課題 A: 次に示す龍馬FAQの本文を、全文そのまま打ち直しなさい。

引用文:
+++++
龍馬FAQ
FAQ

中岡慎太郎の像はどの方向を向いて立っているのですか。その理由はなぜですか。

中岡慎太郎の像は南向きに立っています。桂浜の龍馬の方に向いて立っているといわれますが、二つの銅像は向き合っていません。もし、そうするには、かなり北西を向かせる必要があります。そうなると、銅像の顔が陰になる時間が長くなるので、避けたのだと思われます。

海援隊・陸援隊の活動、あるいは役割について教えて下さい。

海援隊は土佐藩に属する商社で、物を運んだり、商売をしたりしていますが、いざという時は、土佐藩を船で応援する役目もあります。

一方、陸援隊も土佐藩に属する集団で、平時の諜報活動と、非常時には陸軍として活動するはずで、倒幕の戦いに参加することを想定していました。しかし、隊長の中岡慎太郎が生きている間に実戦は行われず、慎太郎の死後、副隊長の田中光顕を中心として、高野山で挙兵し、戊辰戦争に参加していきました。

龍馬は、仁井田の川島家や坂本山の田中家によく遊びに行った、とありますが、両家は坂本家とどのようなつながりがあったのでしょうか。また、そこまでの距離や子どもの足でどのくらいの時間がかかったのでしょうか。

「川島家」は龍馬の二人目の母(継母)の伊与の里にあたるところで、坂本家とは前々からつきあいのあった家で、伊与が後添えとして坂本八平の後妻となったのもその縁からです。当時の川島家当主の伊三郎は「ヨーロッパ」という呼び名もあったくらいの外国通で、世界地図など海外の資料を豊富に持ち、龍馬もそれを見るのを楽しみによく通ったといわれています。高知城下からその辺りまで、手漕ぎの船で30~40分くらいでしょうか。
+++++
処理データ:
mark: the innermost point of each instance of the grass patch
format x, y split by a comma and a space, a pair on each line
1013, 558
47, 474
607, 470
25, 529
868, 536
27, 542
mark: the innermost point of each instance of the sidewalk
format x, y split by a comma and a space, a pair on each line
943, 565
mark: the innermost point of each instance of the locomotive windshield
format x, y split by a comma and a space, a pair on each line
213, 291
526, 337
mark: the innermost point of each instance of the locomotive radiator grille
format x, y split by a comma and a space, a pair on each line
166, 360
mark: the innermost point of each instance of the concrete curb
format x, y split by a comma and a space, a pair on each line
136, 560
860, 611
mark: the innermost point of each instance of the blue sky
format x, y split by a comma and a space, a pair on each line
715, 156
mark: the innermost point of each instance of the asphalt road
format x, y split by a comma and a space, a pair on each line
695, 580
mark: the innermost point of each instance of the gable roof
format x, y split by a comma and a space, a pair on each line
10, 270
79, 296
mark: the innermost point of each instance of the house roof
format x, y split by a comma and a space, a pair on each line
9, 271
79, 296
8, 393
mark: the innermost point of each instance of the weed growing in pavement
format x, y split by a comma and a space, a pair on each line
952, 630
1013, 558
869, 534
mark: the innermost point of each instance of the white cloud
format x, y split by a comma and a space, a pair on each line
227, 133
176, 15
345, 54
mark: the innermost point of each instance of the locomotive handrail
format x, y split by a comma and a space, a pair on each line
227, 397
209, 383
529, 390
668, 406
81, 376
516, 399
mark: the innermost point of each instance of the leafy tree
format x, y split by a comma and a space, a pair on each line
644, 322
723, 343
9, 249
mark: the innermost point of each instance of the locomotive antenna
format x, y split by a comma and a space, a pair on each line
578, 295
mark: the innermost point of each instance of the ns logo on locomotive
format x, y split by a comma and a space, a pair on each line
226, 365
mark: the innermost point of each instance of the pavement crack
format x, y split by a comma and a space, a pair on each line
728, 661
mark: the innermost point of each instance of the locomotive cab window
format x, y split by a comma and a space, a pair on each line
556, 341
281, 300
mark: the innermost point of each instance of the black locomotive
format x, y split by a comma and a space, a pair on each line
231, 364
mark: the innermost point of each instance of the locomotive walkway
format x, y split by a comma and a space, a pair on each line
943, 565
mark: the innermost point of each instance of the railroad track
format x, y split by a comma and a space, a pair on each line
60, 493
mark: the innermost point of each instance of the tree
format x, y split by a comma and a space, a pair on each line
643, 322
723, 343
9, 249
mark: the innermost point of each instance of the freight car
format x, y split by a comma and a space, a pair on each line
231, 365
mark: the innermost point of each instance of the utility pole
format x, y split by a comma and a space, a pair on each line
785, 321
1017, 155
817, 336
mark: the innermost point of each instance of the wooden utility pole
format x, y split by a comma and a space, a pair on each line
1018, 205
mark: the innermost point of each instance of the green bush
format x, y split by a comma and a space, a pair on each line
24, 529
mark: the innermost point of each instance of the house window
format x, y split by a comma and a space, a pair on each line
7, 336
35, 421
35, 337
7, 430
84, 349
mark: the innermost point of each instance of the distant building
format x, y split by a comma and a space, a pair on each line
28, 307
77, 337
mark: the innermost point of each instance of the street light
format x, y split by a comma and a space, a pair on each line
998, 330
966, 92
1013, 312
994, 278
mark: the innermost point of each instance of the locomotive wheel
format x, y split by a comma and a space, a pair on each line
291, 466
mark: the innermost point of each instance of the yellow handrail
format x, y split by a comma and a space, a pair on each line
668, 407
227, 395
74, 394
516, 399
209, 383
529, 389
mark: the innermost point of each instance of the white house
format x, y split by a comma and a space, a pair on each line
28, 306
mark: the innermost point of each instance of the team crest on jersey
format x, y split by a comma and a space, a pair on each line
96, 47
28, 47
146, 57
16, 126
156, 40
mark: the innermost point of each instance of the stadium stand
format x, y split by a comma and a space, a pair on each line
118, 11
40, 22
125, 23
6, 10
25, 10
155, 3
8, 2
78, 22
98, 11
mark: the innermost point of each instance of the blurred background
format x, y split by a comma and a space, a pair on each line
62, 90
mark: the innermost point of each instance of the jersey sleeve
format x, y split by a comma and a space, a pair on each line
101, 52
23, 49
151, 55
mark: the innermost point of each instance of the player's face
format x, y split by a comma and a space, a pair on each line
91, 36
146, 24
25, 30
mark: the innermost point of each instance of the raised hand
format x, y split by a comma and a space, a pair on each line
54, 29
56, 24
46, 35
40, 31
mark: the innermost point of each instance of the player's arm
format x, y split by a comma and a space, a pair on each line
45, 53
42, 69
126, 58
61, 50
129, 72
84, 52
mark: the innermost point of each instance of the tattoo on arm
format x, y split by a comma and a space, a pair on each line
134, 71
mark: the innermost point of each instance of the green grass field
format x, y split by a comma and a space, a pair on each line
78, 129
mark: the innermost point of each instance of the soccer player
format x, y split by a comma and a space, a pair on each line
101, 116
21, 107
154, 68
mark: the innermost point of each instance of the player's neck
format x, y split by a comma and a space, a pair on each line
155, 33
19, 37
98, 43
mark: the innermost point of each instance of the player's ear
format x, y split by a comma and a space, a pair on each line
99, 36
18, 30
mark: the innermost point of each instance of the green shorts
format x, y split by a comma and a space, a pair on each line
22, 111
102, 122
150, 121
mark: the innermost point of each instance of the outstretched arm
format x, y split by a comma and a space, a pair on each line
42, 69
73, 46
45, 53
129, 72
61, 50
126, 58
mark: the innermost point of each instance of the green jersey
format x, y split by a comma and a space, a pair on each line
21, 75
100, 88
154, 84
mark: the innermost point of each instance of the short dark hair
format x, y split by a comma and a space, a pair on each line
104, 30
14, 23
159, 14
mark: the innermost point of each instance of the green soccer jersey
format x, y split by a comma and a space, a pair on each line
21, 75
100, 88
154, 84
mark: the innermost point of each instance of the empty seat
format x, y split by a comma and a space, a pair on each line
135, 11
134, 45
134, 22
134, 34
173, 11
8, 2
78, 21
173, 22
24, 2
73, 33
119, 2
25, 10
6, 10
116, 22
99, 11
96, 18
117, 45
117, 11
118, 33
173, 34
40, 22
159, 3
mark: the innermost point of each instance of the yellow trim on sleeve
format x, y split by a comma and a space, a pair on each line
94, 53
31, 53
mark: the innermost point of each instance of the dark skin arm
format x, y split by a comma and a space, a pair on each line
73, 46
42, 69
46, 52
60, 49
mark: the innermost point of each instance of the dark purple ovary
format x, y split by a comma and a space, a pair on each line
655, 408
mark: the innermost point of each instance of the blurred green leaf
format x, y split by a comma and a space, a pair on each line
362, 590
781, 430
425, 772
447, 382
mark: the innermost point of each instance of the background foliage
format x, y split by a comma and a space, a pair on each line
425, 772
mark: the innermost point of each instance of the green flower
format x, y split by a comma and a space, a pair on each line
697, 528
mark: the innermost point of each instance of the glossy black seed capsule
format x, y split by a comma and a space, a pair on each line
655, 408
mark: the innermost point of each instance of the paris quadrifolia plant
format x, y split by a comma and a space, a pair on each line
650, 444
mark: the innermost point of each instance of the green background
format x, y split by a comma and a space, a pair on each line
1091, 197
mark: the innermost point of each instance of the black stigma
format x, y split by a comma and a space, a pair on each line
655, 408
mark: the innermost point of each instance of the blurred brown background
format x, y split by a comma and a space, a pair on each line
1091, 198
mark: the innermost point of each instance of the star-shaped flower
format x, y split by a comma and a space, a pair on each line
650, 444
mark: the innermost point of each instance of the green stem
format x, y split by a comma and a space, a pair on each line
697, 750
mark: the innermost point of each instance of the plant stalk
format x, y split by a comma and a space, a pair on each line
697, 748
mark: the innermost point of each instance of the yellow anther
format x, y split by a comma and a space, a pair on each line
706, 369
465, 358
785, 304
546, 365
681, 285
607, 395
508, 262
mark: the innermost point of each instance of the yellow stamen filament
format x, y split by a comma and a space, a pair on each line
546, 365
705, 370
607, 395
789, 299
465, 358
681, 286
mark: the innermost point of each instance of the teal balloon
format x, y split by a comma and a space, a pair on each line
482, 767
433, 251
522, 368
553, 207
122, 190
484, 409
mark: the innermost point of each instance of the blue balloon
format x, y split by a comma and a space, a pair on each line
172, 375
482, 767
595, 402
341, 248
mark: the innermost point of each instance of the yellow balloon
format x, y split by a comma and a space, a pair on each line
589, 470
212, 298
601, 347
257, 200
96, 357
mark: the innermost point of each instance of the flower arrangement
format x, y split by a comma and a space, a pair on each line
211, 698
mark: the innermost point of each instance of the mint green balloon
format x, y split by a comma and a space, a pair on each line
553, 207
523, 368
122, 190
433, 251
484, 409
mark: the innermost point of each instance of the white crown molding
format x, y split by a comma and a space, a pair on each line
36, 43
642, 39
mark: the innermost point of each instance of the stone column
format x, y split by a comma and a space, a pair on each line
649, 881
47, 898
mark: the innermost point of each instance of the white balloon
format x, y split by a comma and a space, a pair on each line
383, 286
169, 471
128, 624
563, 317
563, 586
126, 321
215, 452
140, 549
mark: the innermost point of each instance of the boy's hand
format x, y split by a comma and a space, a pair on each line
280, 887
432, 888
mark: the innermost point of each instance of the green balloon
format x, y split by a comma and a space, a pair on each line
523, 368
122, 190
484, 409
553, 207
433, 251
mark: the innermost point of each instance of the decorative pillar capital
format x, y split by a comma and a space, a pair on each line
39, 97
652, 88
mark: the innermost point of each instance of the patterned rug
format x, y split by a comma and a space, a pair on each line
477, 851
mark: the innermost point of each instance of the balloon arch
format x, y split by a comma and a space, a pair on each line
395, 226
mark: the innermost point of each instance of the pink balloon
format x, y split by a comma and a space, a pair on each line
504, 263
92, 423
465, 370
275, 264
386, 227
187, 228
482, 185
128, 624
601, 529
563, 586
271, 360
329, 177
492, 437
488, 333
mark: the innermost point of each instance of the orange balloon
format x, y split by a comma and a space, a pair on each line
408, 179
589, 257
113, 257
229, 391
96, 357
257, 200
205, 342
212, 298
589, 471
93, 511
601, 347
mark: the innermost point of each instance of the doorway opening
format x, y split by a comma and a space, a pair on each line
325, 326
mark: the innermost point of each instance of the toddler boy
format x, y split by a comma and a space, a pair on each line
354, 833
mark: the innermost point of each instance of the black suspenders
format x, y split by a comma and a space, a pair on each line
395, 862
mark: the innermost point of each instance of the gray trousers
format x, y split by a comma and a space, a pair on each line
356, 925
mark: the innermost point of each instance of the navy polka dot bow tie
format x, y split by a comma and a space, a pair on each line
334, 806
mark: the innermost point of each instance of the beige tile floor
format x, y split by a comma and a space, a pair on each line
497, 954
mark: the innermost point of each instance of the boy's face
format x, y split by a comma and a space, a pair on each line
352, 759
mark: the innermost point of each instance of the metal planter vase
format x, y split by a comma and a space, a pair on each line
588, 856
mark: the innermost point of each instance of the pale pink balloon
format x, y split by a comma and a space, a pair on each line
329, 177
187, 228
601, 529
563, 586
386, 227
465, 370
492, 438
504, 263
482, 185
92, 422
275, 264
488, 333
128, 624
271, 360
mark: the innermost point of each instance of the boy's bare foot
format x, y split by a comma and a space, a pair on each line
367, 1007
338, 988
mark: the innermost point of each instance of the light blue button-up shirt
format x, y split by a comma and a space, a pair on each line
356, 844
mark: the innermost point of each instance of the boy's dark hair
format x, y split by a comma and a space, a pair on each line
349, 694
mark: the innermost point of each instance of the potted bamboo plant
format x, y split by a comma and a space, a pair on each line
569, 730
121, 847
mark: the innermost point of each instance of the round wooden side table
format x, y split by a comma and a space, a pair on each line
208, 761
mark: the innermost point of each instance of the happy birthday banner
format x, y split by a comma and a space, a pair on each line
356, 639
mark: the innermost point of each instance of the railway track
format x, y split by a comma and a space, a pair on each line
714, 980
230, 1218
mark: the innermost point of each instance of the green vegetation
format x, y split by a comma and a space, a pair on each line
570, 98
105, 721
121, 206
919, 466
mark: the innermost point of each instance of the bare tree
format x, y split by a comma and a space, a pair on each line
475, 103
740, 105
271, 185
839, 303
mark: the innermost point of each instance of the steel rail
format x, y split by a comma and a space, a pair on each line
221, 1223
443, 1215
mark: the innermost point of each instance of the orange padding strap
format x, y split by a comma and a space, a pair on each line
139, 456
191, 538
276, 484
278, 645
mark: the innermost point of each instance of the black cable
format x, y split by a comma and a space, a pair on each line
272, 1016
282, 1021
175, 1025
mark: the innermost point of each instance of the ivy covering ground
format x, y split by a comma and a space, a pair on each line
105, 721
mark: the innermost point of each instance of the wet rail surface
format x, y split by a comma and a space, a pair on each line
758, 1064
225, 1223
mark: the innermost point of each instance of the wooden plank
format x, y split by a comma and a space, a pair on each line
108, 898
+++++
課題 B: 上の一覧について、「mark: the innermost point of each instance of the wooden plank」を含む行から一覧の最後の行までを、「wooden plank」を「timber board」に改めて書き直しなさい。それ以外の部分は一切変えないこと。

解答例 A:
龍馬FAQ
FAQ

中岡慎太郎の像はどの方向を向いて立っているのですか。その理由はなぜですか。

中岡慎太郎の像は南向きに立っています。桂浜の龍馬の方に向いて立っているといわれますが、二つの銅像は向き合っていません。もし、そうするには、かなり北西を向かせる必要があります。そうなると、銅像の顔が陰になる時間が長くなるので、避けたのだと思われます。

海援隊・陸援隊の活動、あるいは役割について教えて下さい。

海援隊は土佐藩に属する商社で、物を運んだり、商売をしたりしていますが、いざという時は、土佐藩を船で応援する役目もあります。

一方、陸援隊も土佐藩に属する集団で、平時の諜報活動と、非常時には陸軍として活動するはずで、倒幕の戦いに参加することを想定していました。しかし、隊長の中岡慎太郎が生きている間に実戦は行われず、慎太郎の死後、副隊長の田中光顕を中心として、高野山で挙兵し、戊辰戦争に参加していきました。

龍馬は、仁井田の川島家や坂本山の田中家によく遊びに行った、とありますが、両家は坂本家とどのようなつながりがあったのでしょうか。また、そこまでの距離や子どもの足でどのくらいの時間がかかったのでしょうか。

「川島家」は龍馬の二人目の母(継母)の伊与の里にあたるところで、坂本家とは前々からつきあいのあった家で、伊与が後添えとして坂本八平の後妻となったのもその縁からです。当時の川島家当主の伊三郎は「ヨーロッパ」という呼び名もあったくらいの外国通で、世界地図など海外の資料を豊富に持ち、龍馬もそれを見るのを楽しみによく通ったといわれています。高知城下からその辺りまで、手漕ぎの船で30~40分くらいでしょうか。

解答例 B:
mark: the innermost point of each instance of the timber board
format x, y split by a comma and a space, a pair on each line
108, 898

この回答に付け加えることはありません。